Please list every line in the listing below that contains the word "skillet".

◆ Stored records

┌──

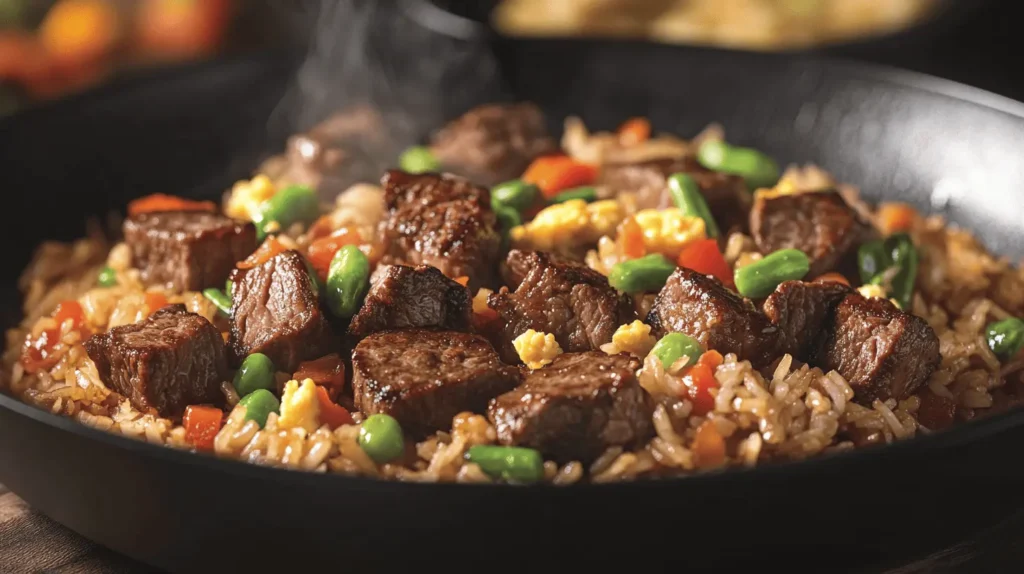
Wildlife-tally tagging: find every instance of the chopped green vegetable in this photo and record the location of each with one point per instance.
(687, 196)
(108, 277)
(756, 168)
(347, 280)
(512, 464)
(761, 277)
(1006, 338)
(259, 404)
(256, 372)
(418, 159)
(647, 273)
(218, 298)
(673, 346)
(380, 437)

└──
┌──

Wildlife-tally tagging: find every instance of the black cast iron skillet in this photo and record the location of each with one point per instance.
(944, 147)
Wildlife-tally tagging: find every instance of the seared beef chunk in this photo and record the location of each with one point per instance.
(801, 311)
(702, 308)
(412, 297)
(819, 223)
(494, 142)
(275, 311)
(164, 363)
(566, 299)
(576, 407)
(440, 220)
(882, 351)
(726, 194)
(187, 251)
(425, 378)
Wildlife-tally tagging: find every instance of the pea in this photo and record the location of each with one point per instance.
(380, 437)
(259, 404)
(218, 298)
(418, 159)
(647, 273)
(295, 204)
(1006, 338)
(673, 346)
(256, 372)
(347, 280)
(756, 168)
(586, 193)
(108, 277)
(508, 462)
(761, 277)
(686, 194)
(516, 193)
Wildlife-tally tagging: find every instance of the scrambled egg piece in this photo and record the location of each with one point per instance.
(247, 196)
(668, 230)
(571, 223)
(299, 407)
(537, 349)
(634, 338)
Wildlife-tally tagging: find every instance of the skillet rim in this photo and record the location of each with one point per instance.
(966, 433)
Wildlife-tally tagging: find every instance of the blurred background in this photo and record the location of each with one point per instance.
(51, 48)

└──
┌──

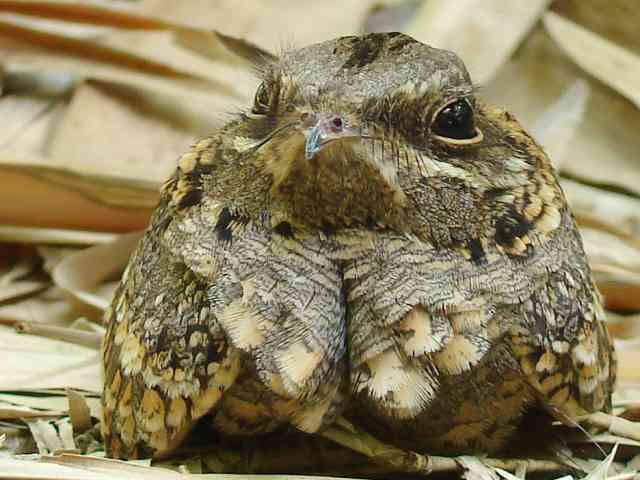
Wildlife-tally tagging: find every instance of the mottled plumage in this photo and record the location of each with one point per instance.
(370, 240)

└──

◆ Problem solution
Wildlife-tally tagging: find every instance of the black cast iron skillet in this photo and record the location of each with one point per instance.
Wildlife-tally tagging: find every instance of the skillet rim in this photo and record the location of each with one point per instance.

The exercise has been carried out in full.